Listed entries ->
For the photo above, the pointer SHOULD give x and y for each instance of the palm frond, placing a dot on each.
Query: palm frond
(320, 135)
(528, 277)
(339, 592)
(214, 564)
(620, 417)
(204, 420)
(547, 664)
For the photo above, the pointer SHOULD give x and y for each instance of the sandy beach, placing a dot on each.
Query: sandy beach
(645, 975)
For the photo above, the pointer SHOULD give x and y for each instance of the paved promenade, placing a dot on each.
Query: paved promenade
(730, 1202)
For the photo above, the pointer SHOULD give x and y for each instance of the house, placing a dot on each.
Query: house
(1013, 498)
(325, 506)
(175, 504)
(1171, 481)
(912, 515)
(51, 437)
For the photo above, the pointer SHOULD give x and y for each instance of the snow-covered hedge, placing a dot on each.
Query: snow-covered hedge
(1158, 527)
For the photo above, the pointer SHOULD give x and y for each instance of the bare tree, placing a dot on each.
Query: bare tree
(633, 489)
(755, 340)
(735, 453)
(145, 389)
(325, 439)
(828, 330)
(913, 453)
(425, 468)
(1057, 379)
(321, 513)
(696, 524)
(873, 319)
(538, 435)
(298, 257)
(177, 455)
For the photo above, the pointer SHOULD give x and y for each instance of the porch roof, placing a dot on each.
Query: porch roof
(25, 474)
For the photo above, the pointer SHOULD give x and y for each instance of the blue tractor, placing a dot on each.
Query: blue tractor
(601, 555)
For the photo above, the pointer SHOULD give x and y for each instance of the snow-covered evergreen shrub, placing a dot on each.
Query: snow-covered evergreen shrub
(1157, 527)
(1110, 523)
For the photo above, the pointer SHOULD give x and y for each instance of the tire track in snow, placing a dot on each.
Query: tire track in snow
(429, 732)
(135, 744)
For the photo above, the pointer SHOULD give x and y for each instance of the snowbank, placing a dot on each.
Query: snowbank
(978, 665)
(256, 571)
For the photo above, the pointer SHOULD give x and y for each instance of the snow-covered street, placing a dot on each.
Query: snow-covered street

Direction ->
Lay out every line of the items above as a Markdown table with the columns No. and Line. Number the rows in order and omit blank lines.

Exercise answer ->
| No. | Line |
|---|---|
| 1 | For the photo above, the pointer SHOULD give x and y for each instance of the palm frond, placing a dot on each. |
| 2 | Query: palm frond |
| 3 | (320, 135) |
| 4 | (528, 277) |
| 5 | (339, 592) |
| 6 | (214, 564) |
| 7 | (620, 417) |
| 8 | (204, 420) |
| 9 | (547, 664) |
| 10 | For the photo above, the pointer SHOULD give x and y for each instance of the sandy beach, placing a dot on each. |
| 11 | Query: sandy beach |
| 12 | (645, 975) |
| 13 | For the photo above, the pointer SHOULD give x and y for each instance of the paved promenade, placing a dot on each. |
| 14 | Query: paved promenade |
| 15 | (730, 1202) |
| 16 | For the photo above, the pointer SHOULD give x and y for each instance of the house, placing a dot on each. |
| 17 | Query: house |
| 18 | (1013, 498) |
| 19 | (325, 506) |
| 20 | (175, 504) |
| 21 | (1171, 481) |
| 22 | (912, 515) |
| 23 | (51, 437) |
| 24 | For the photo above, the pointer SHOULD give x and y for each instance of the snow-covered hedge, placing a dot on each. |
| 25 | Query: snow-covered hedge |
| 26 | (1158, 527) |
| 27 | For the photo above, the pointer SHOULD give x and y for each instance of the bare tree, placing a dot on each. |
| 28 | Query: bare tree |
| 29 | (633, 489) |
| 30 | (755, 340) |
| 31 | (735, 453) |
| 32 | (145, 389) |
| 33 | (325, 439) |
| 34 | (828, 330) |
| 35 | (913, 453) |
| 36 | (425, 468) |
| 37 | (1057, 379) |
| 38 | (321, 513) |
| 39 | (696, 524) |
| 40 | (873, 319) |
| 41 | (538, 435) |
| 42 | (298, 257) |
| 43 | (177, 455) |
| 44 | For the photo above, the pointer SHOULD give x and y for each instance of the porch roof, placing a dot on each. |
| 45 | Query: porch roof |
| 46 | (25, 474) |
| 47 | For the photo above, the pointer SHOULD give x and y for each instance of the blue tractor, placing a dot on each. |
| 48 | Query: blue tractor |
| 49 | (601, 555) |
| 50 | For the photo above, the pointer SHOULD give x and y for each instance of the snow-covered evergreen shrub, placing a dot on each. |
| 51 | Query: snow-covered evergreen shrub |
| 52 | (1157, 527) |
| 53 | (1110, 523) |
| 54 | For the photo above, the pointer SHOULD give x and y for each instance of the tire track in snow, placing a dot on each. |
| 55 | Query: tire track in snow |
| 56 | (429, 732) |
| 57 | (135, 744) |
| 58 | For the photo above, the pointer SHOULD give x and y for each instance of the snowbank, placing a dot on each. |
| 59 | Query: snowbank |
| 60 | (978, 665) |
| 61 | (256, 571) |
| 62 | For the photo above, the pointer SHOULD give x and y for each instance of the snow-covered street, placing a dot on each. |
| 63 | Query: snow-covered street |